▸ RECORD EXTRACTS
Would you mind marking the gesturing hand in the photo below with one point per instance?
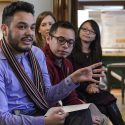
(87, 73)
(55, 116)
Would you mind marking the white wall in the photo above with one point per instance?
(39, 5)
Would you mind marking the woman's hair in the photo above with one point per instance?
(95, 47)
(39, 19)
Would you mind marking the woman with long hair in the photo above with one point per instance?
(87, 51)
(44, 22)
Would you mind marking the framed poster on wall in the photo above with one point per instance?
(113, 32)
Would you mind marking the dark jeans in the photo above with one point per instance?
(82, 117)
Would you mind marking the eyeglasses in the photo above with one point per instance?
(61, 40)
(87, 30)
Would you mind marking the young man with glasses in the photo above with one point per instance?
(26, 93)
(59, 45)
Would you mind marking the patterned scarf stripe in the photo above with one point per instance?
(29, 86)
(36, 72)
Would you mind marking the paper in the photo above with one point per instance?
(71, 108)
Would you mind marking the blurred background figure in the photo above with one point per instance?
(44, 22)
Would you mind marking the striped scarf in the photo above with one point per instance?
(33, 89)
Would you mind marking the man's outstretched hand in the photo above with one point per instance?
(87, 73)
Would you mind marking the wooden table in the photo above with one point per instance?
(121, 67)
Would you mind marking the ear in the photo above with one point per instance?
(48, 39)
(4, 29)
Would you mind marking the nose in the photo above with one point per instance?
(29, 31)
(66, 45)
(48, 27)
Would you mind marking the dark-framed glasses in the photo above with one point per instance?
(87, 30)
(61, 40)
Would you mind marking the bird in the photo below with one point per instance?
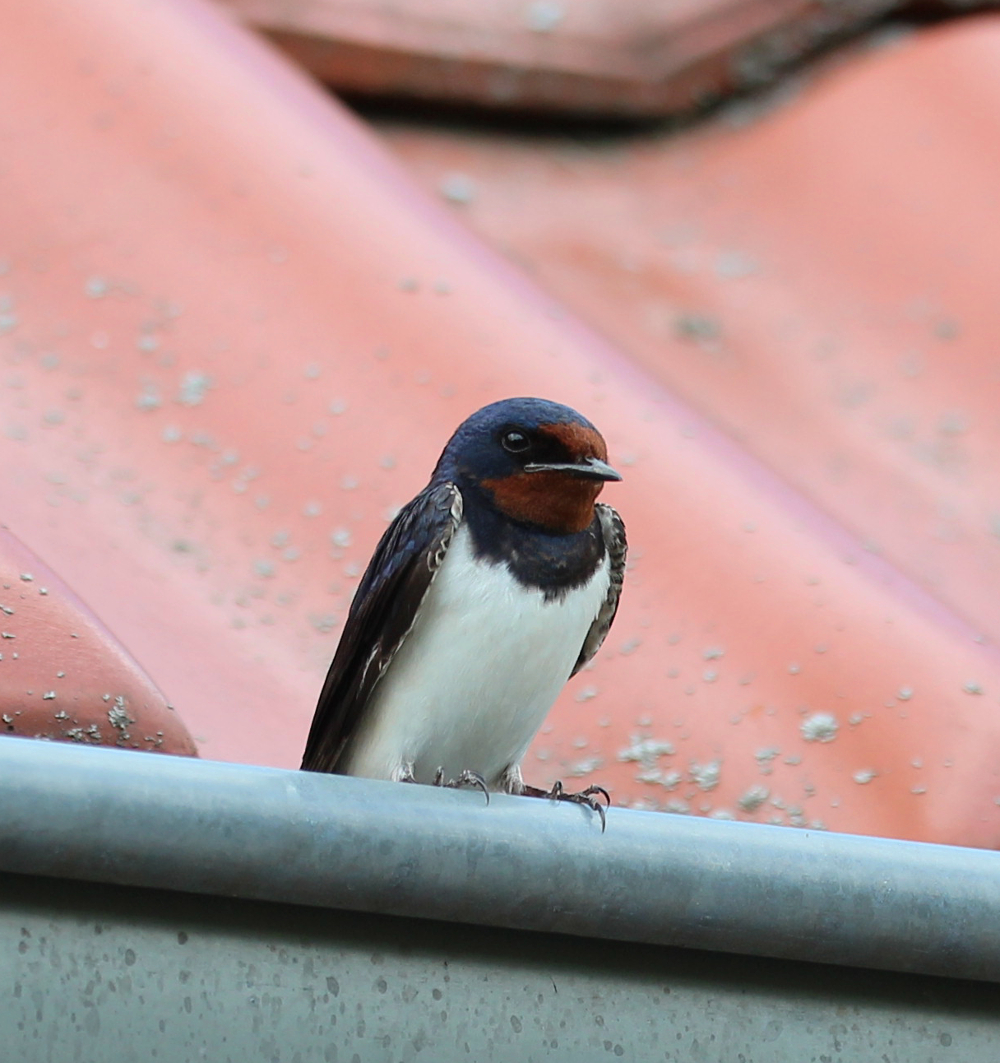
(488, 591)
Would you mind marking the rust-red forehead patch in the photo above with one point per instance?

▸ YOUR TASK
Please write out all the records above again, swapping "scarf" for "shawl" and leaving everything else unchanged. Omit the pictures.

▸ THE ANSWER
Would you mind marking the gesturing hand in the photo below with one point per instance?
(87, 73)
(55, 116)
Would you mind marking the white wall in the photo above with one point per instance?
(39, 5)
Would you mind marking the woman's hair in the photo above with one point per instance?
(95, 47)
(39, 19)
Would you mind marking the woman with long hair in the photo above with one point per instance?
(87, 51)
(44, 22)
Would you mind marking the framed poster on wall in the photo above with one point per instance?
(113, 32)
Would you mind marking the dark jeans in the photo above with one point per instance?
(82, 117)
Would you mind marking the eyeglasses in the photo above with one point per instance?
(61, 40)
(87, 30)
Would you mind marking the young man with glasses in the photo above with one point per instance?
(26, 93)
(59, 45)
Would you mind marking the patterned shawl stripe in the photo above with one point per instance?
(29, 86)
(36, 72)
Would you mind marking the paper in the photo above with one point per instance?
(71, 108)
Would you mind marking the blurred background figure in the photo above with one point per instance?
(44, 22)
Would you mind marking the striped shawl in the photo above with one point per instance?
(33, 89)
Would you mind marking the man's outstretched hand in the photo above with one point per instance?
(87, 73)
Would you mind marking the wooden table in the photo above with one point per instance?
(121, 67)
Would you mind marking the ear in the photo above with one point per instance?
(48, 39)
(4, 29)
Would you mind marking the nose in the photo above with one point per instance?
(29, 31)
(66, 45)
(48, 27)
Would you mind marking the dark-framed glasses in the photo above with one point per instance?
(87, 30)
(61, 40)
Would you mind marking the bird in the photo below with one point per instance?
(488, 591)
Would you mind marking the rust-red forehead patch in the photo above with one point per instance?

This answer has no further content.